TASK GOAL: Print the listing as it stands, omitting all images.
Start of RECORDS TO PROCESS
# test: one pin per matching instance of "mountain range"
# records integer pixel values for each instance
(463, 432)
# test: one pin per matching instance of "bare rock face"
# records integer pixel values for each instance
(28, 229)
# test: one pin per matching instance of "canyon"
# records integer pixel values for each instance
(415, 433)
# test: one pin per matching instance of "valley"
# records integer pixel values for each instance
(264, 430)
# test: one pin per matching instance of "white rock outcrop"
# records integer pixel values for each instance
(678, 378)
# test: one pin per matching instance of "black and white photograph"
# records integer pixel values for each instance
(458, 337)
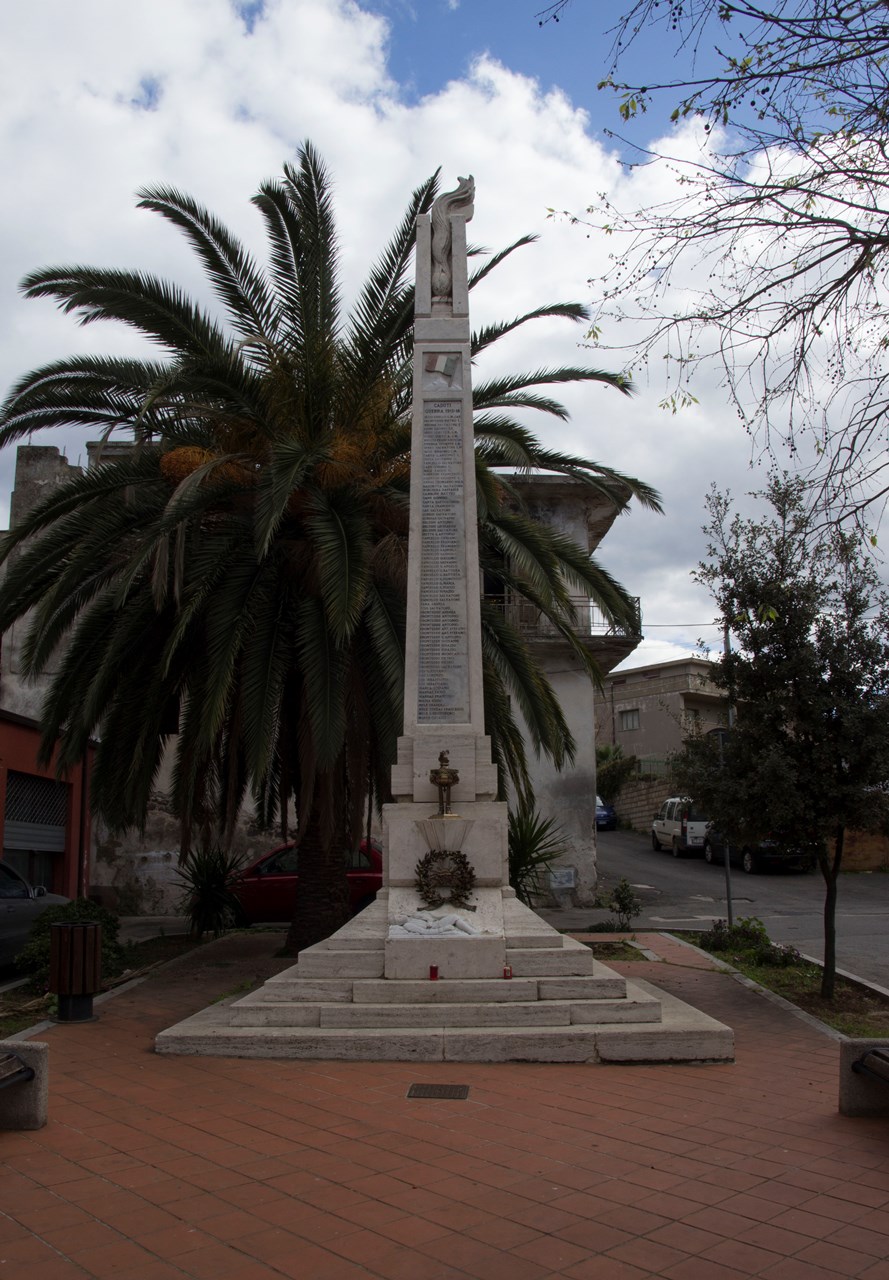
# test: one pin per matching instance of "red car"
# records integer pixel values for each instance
(267, 888)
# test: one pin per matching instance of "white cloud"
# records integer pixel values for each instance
(101, 100)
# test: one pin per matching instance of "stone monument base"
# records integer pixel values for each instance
(353, 996)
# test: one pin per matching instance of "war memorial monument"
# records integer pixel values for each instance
(447, 964)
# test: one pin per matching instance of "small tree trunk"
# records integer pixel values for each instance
(322, 899)
(830, 872)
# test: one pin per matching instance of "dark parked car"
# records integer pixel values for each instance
(606, 818)
(19, 906)
(766, 855)
(267, 887)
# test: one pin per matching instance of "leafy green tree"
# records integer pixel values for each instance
(807, 758)
(613, 771)
(234, 585)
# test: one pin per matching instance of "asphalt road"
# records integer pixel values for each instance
(684, 892)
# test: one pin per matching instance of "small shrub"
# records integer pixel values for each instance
(35, 958)
(773, 955)
(535, 842)
(746, 933)
(624, 904)
(209, 877)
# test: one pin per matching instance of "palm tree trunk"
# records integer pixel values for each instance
(322, 899)
(830, 871)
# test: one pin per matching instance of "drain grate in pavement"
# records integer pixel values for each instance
(439, 1091)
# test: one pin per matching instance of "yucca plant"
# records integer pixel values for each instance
(209, 876)
(535, 844)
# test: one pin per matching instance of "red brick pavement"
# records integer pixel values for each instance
(219, 1169)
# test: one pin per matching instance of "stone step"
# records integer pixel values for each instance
(687, 1037)
(604, 984)
(247, 1013)
(322, 963)
(550, 961)
(444, 992)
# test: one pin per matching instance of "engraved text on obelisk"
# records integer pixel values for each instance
(444, 659)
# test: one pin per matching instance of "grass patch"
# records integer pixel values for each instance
(852, 1011)
(613, 950)
(30, 1004)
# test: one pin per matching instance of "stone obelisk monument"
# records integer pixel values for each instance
(443, 688)
(473, 976)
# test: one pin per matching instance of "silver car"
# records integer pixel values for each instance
(19, 908)
(679, 826)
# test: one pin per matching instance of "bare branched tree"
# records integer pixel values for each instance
(777, 240)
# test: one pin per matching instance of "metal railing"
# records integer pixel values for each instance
(589, 621)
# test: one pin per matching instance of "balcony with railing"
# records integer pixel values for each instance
(609, 640)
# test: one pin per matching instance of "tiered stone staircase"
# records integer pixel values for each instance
(560, 1005)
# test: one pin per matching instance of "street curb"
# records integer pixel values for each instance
(102, 997)
(771, 996)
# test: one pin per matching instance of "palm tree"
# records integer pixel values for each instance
(236, 583)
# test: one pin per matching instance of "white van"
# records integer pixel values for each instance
(679, 826)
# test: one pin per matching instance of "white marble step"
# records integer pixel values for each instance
(480, 1015)
(550, 961)
(289, 988)
(683, 1036)
(320, 963)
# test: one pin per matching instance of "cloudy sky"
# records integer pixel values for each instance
(101, 99)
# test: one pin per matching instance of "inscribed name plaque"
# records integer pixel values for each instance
(444, 653)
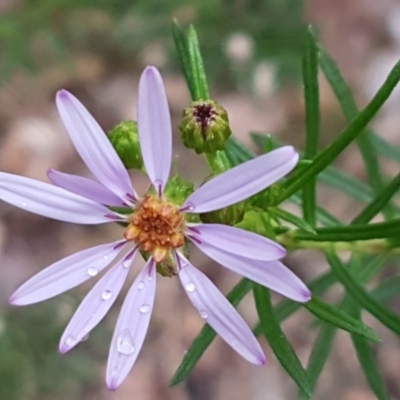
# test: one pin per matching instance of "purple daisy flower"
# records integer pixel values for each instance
(156, 227)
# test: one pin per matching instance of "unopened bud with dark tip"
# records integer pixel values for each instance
(125, 140)
(205, 126)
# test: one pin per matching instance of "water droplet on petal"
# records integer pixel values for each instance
(190, 287)
(92, 271)
(189, 207)
(125, 343)
(235, 344)
(106, 295)
(86, 337)
(144, 309)
(70, 341)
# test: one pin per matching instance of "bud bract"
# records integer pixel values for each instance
(125, 140)
(205, 126)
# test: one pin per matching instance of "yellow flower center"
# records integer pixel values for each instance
(157, 226)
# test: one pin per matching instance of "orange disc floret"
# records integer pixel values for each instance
(157, 227)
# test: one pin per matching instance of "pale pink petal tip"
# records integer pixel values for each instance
(63, 94)
(306, 295)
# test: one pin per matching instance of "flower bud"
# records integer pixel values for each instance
(125, 140)
(227, 216)
(178, 190)
(205, 126)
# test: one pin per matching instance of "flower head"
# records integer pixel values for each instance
(156, 226)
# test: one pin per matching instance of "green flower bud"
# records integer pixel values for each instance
(227, 216)
(205, 126)
(125, 140)
(178, 190)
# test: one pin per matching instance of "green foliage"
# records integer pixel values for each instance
(321, 230)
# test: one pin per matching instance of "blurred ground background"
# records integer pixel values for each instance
(252, 51)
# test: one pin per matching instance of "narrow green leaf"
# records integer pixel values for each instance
(367, 361)
(311, 100)
(291, 218)
(319, 355)
(332, 177)
(350, 110)
(196, 60)
(376, 205)
(333, 315)
(206, 336)
(181, 46)
(365, 300)
(285, 308)
(387, 290)
(277, 340)
(348, 135)
(350, 233)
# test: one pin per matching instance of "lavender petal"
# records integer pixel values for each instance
(272, 274)
(154, 125)
(84, 187)
(65, 274)
(93, 145)
(237, 241)
(96, 304)
(219, 313)
(131, 327)
(50, 201)
(243, 181)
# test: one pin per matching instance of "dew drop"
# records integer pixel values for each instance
(86, 337)
(106, 295)
(125, 343)
(190, 287)
(92, 271)
(235, 344)
(70, 341)
(189, 207)
(144, 309)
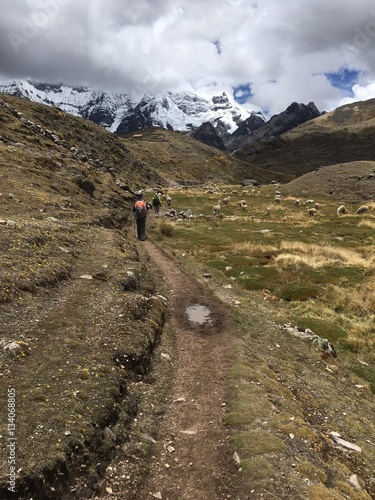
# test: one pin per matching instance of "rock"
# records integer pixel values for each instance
(12, 348)
(354, 481)
(11, 224)
(347, 444)
(179, 400)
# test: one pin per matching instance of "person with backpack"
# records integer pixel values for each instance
(156, 203)
(140, 209)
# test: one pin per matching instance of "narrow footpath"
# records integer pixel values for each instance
(190, 458)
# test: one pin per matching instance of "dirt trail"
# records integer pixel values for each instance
(190, 457)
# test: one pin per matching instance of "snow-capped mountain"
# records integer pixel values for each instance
(122, 113)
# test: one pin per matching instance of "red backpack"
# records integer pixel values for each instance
(140, 209)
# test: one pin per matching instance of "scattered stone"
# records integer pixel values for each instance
End of RECORDS TO PROCESS
ANSWER:
# test: one pin per matching instance of "mountain range"
# records integer pixel values for each instance
(463, 432)
# test: one pin per matching instance of "bare rock face"
# records integer pixel values for each instance
(28, 229)
# test: one pin per matching instance of "canyon"
# records integer pixel values for each instance
(415, 433)
# test: one pin per matching instance of "valley"
# records integer pixel values for each instance
(264, 430)
# test: one pin per matching instance of "white rock outcrop"
# records integer pixel values for each instance
(678, 378)
# test: one pin per matching instance of "black and white photograph"
# records integer pixel values for each instance
(458, 337)
# test: one pin per matching instance of "red car"
# records integer pixel values for each instance
(267, 888)
# test: one pin per matching instance of "white cloud"
# records integer pixel values for each instance
(101, 100)
# test: one pin per matching instance of "stone monument base"
# records integer pixel values for each instance
(353, 996)
# test: one pin per matching instance of "war memorial monument"
# records integer pixel values for each instance
(447, 964)
# test: one pin per matching instance of "small tree trunk"
# records integer pixel values for each instance
(322, 899)
(830, 872)
# test: one pin per matching instance of "dark parked car"
# records integer pixel values for each instance
(606, 818)
(19, 906)
(766, 855)
(267, 887)
# test: one pin per matching instance of "leafy green tree"
# records integer pixel values for each instance
(807, 758)
(613, 771)
(234, 585)
# test: one pin per matching instance of "asphalt road"
# records integer pixel values for each instance
(684, 892)
# test: one pin per matching instance of "small shrub"
# records integer pixel values for each instance
(35, 958)
(773, 955)
(535, 842)
(746, 933)
(624, 904)
(209, 877)
# test: one pin per matching instance of "palm tree trunk"
# records integer pixel values for each instance
(322, 899)
(830, 871)
# test: one pin per matching instance of "drain grate in pavement"
# records integer pixel values for each instance
(439, 1091)
# test: one pin per matching instance of "yucca plant"
# records integer pixel values for each instance
(209, 876)
(535, 844)
# test: one pin per matching instance of "red brick pavement"
# records integer pixel values for each instance
(219, 1169)
# test: one pin per matching instance of "stone step"
# records integer pixel values for each instance
(687, 1037)
(604, 984)
(247, 1013)
(322, 963)
(550, 961)
(444, 992)
# test: one pin per matching instance of "engraved text on obelisk"
# records integer pixel values for each instance
(444, 659)
# test: one pin per matching instance of "grass patch"
# records integer pixel values for each instance
(852, 1011)
(613, 950)
(30, 1004)
# test: one pin per matching instance of "stone obelisk monument"
# records integer pixel values for each instance
(443, 688)
(473, 976)
# test: one pin per matching instance of "silver car"
# records integer pixel values for each instance
(19, 908)
(679, 826)
# test: one pin per matching instance of "bare branched tree"
# records integer pixel values for each instance
(777, 240)
# test: one pin per matching instance of "metal railing"
# records integer pixel values for each instance
(589, 621)
# test: one pin per matching instance of "balcony with railing"
# records integer pixel values for each instance
(609, 640)
# test: one pin per matching instance of "tiered stone staircase"
# records integer pixel values for each instance
(560, 1005)
# test: one pin per matching instance of "street curb"
# records integer pixel values for each instance
(102, 997)
(771, 996)
# test: one pin per matching instance of "palm tree"
# records integer pixel values for each instance
(236, 583)
# test: one pin per matching instance of "white van"
# records integer pixel values for each instance
(679, 826)
# test: one pin per matching instance of "white marble step"
# records integer pixel values for each instance
(480, 1015)
(550, 961)
(289, 988)
(683, 1036)
(320, 963)
# test: one pin per matching instance of "cloudy sky"
# records integer pixel values for each instance
(101, 99)
# test: one pin per matching instance of "inscribed name plaque"
# records integer pixel values for each instance
(444, 653)
# test: one pin per matching instance of "purple daisy flower"
# records integer pixel values for each instance
(156, 227)
# test: one pin per matching instance of "unopened bud with dark tip"
# records integer pixel values for each instance
(125, 140)
(205, 126)
# test: one pin per matching instance of "water droplet on petal"
# records integer pixel values for each instance
(190, 287)
(92, 271)
(189, 207)
(125, 343)
(235, 344)
(106, 295)
(86, 337)
(144, 309)
(70, 341)
# test: one pin per matching instance of "bud bract"
# records integer pixel values for each instance
(125, 140)
(205, 126)
# test: one pin per matching instance of "yellow flower center"
# records integer pixel values for each instance
(157, 226)
# test: one pin per matching instance of "orange disc floret"
# records integer pixel values for each instance
(157, 227)
# test: one pin per matching instance of "pale pink petal tip"
# records integer pixel values for each instance
(63, 94)
(306, 295)
# test: one pin per matching instance of "flower bud"
# records integer pixel values for each instance
(125, 140)
(227, 216)
(178, 190)
(205, 126)
# test: one pin per matching instance of "flower head"
# records integer pixel values for each instance
(156, 226)
# test: one pin per matching instance of "green flower bud"
# records integer pixel values for each instance
(227, 216)
(205, 126)
(125, 140)
(178, 190)
# test: one pin per matching instance of "green foliage"
# records integer pixel values for each instance
(321, 230)
# test: one pin per matching instance of "blurred ground background"
# records integer pixel values for each instance
(252, 51)
# test: one pin per matching instance of "narrow green leaf"
# records integer pixel values for each instance
(367, 361)
(311, 100)
(291, 218)
(319, 355)
(332, 177)
(350, 110)
(196, 60)
(376, 205)
(333, 315)
(206, 336)
(181, 46)
(365, 300)
(285, 308)
(387, 290)
(277, 340)
(348, 135)
(350, 233)
# test: one pin per matching instance of "lavender petal"
# records integer pixel values for each instance
(272, 274)
(154, 125)
(84, 187)
(65, 274)
(93, 145)
(237, 241)
(96, 304)
(219, 313)
(131, 327)
(50, 201)
(243, 181)
# test: one pin per matching instance of "dew drop"
# records integer pixel values for each instance
(86, 337)
(106, 295)
(125, 343)
(190, 287)
(92, 271)
(235, 344)
(70, 341)
(189, 207)
(144, 309)
# test: one pin per matching instance of "rock"
# records integer pixel values for each instance
(12, 348)
(354, 481)
(11, 224)
(347, 444)
(179, 400)
# test: one pin per matching instance of "person with backpack"
# records integer pixel values for each instance
(156, 203)
(140, 209)
# test: one pin per matching instance of "narrow footpath"
# records integer pixel values for each instance
(190, 458)
# test: one pin per matching instance of "dirt trail"
# records integer pixel values for each instance
(190, 457)
# test: one pin per matching instance of "snow-capped mountain"
# records integer pixel values for each instance
(122, 113)
# test: one pin per matching instance of "red backpack"
# records integer pixel values for each instance
(140, 209)
# test: one pin per matching instance of "scattered stone"
# records integer pixel values for each instance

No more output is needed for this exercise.